Exercise directions » Please return the data that follows precisely as written, but without the images.

(Annotated photo localization data)
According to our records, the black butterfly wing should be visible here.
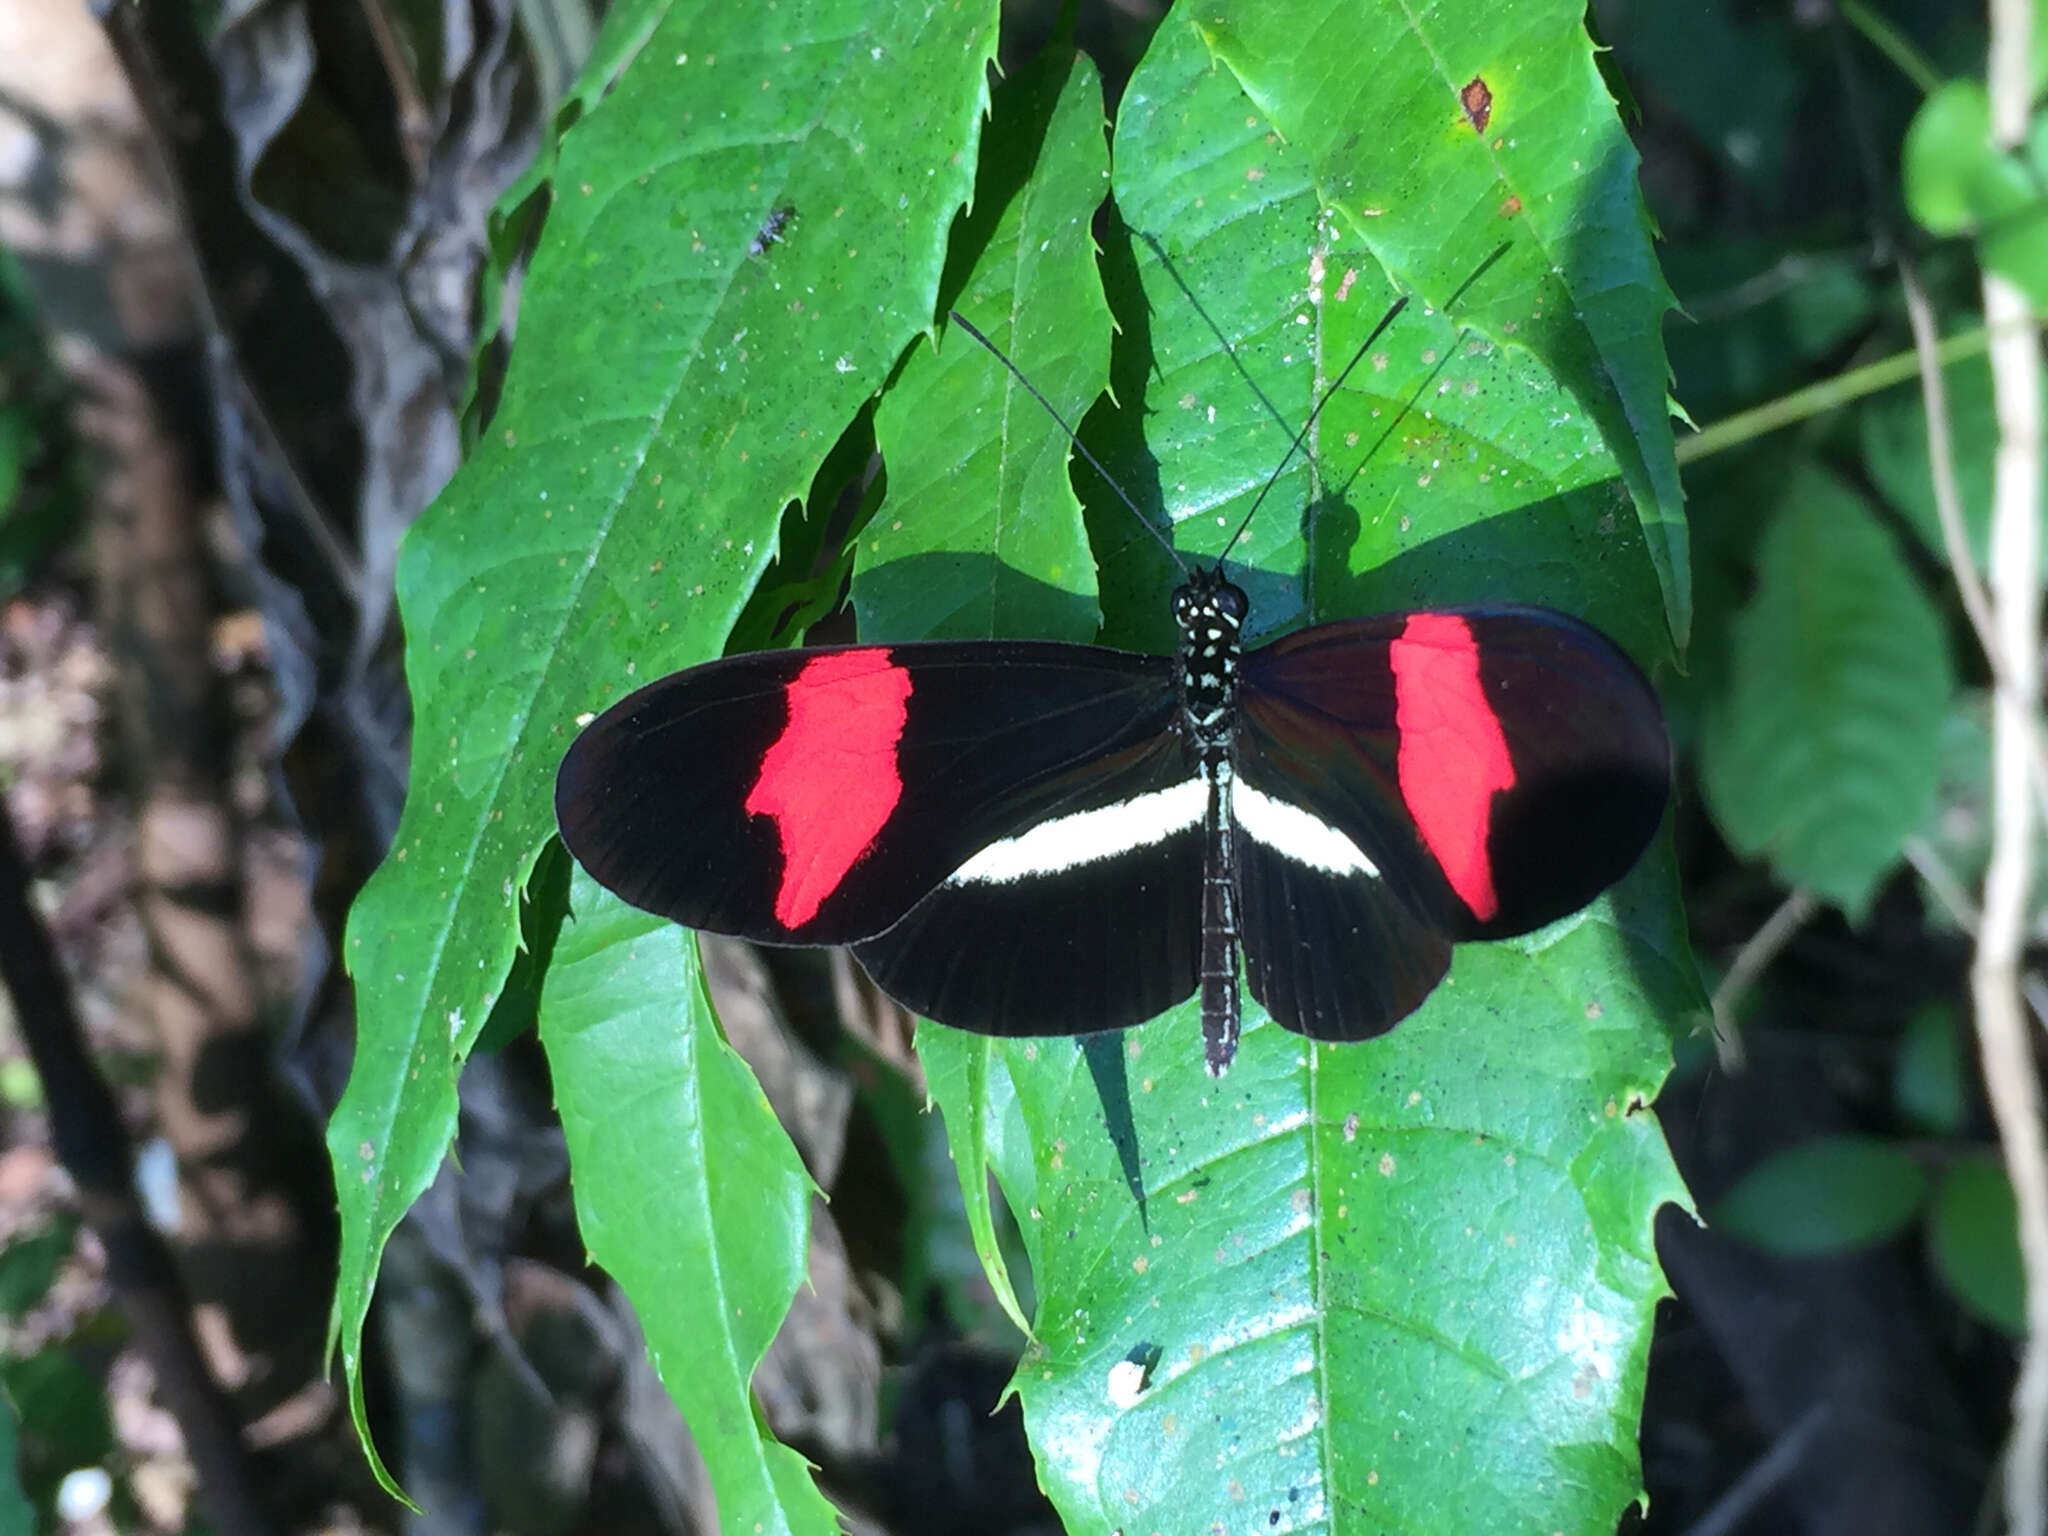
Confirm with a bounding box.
[557,641,1186,948]
[1235,606,1668,1041]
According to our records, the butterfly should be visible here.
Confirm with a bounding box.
[555,308,1669,1074]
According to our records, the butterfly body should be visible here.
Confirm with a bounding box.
[555,565,1668,1074]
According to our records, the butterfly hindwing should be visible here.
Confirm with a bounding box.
[1232,807,1453,1042]
[556,641,1182,946]
[854,732,1206,1035]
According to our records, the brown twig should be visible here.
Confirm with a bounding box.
[1900,257,2004,671]
[1707,888,1818,1072]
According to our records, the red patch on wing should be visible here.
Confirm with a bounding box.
[744,650,912,930]
[1390,615,1516,921]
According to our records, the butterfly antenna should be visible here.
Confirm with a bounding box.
[1214,294,1409,566]
[1212,240,1514,567]
[1137,231,1294,441]
[946,312,1189,575]
[1328,244,1513,507]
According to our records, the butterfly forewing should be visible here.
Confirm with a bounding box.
[1237,604,1669,943]
[1443,609,1672,939]
[556,641,1182,946]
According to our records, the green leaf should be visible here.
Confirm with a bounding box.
[1893,1004,1969,1137]
[539,870,834,1532]
[2028,108,2048,186]
[1903,81,2036,236]
[917,1028,1033,1340]
[1901,80,2048,304]
[856,1028,1027,1342]
[1189,0,1691,649]
[0,1219,75,1321]
[1712,1136,1928,1257]
[1101,16,1671,672]
[1929,1154,2024,1335]
[1084,97,1693,1533]
[0,1350,111,1501]
[863,48,1112,644]
[326,0,1002,1485]
[1980,203,2048,307]
[0,1387,32,1536]
[936,848,1693,1536]
[1699,465,1955,919]
[464,0,671,441]
[472,837,571,1054]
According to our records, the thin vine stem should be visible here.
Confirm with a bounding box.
[1677,325,1990,464]
[1839,0,1946,97]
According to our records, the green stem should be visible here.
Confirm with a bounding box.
[1839,0,1945,97]
[1677,326,1989,464]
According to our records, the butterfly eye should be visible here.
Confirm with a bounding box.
[1213,584,1248,623]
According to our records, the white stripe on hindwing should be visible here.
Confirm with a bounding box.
[1234,780,1381,877]
[941,767,1377,886]
[947,778,1208,884]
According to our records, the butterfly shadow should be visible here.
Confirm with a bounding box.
[851,548,1106,646]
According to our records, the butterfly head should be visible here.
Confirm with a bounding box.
[1171,567,1249,638]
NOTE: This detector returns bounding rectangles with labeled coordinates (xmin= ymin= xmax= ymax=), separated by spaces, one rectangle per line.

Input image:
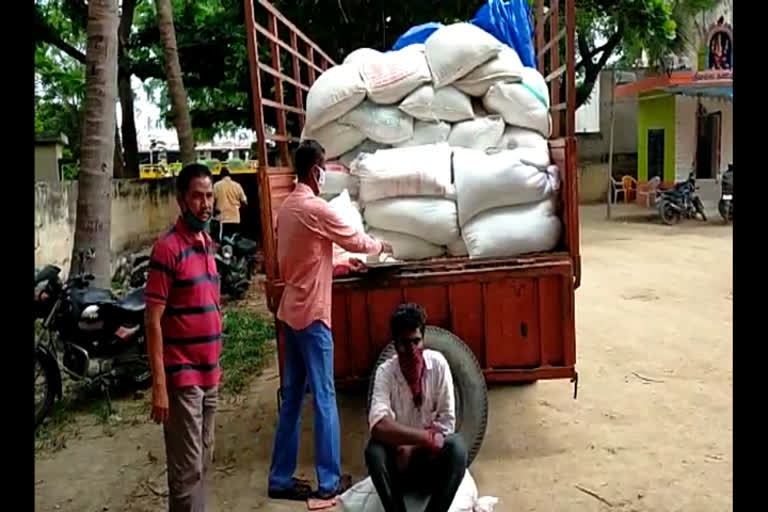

Solution to the exercise »
According to our records, the black butterfly wing should be visible here.
Confirm with a bounding box.
[557,641,1186,948]
[1235,606,1668,1041]
According to our records, the butterfly should be visible here.
Confirm with a bounding box.
[555,308,1669,1074]
According to our records, the butterfly body should be visible here.
Confirm with a bounding box.
[555,565,1668,1074]
According to our records, the butterfly hindwing should be visible here.
Confirm with a bounding box.
[1232,807,1453,1042]
[556,641,1182,946]
[854,732,1206,1035]
According to our records, the brown twig should be visible here.
Confirm with a bounding box.
[1900,257,2004,671]
[1707,888,1818,1072]
According to our records, the red patch on wing should be visible here.
Confirm with a bounding box.
[744,650,912,930]
[1390,615,1516,921]
According to our records, the butterfly antenna should be visible here.
Confirm with a bounding box.
[1214,294,1409,566]
[1212,240,1514,567]
[1137,231,1294,441]
[946,312,1189,575]
[1328,244,1513,507]
According to our records, the butterfly forewing should be visible here.
Confirm with a bounding box.
[1237,604,1669,943]
[1443,609,1672,939]
[556,641,1182,946]
According to our records, the green leaf should be visible here.
Confirm with a bounding box.
[1893,1004,1969,1137]
[539,870,834,1532]
[2028,108,2048,186]
[1903,81,2036,236]
[917,1028,1033,1340]
[1901,80,2048,304]
[856,1028,1027,1342]
[1189,0,1691,649]
[0,1219,75,1321]
[1712,1136,1928,1257]
[1101,16,1671,672]
[1929,1154,2024,1335]
[1084,97,1693,1533]
[0,1350,111,1501]
[863,48,1112,644]
[326,0,1002,1485]
[1980,203,2048,307]
[0,1387,32,1536]
[936,848,1693,1536]
[1699,465,1955,919]
[464,0,671,441]
[472,837,571,1054]
According to our records, the thin vine stem should be visible here.
Confirm with a bounding box.
[1677,325,1990,464]
[1839,0,1946,97]
According to our records, the green stem should be visible here.
Confirm with a bounding box.
[1839,0,1945,97]
[1677,326,1989,464]
According to our records, the butterfly eye should be visible here.
Confirm with a bounding box.
[1213,584,1248,623]
According to our records, the white stripe on hindwing should be visible here.
Confirm with a bounding box.
[1234,780,1381,877]
[941,767,1377,886]
[947,778,1208,884]
According to our records, the butterfly shadow should be visible here.
Confirm with a bounding box.
[851,548,1106,646]
According to our records, the butterfly head should be visible here.
Confirm with a bounding box.
[1171,567,1249,638]
NOTE: This detector returns bounding rectangles with labeled coordinates (xmin= ymin= xmax= ymax=), separated by spaces, one rectangle per line.

Input image:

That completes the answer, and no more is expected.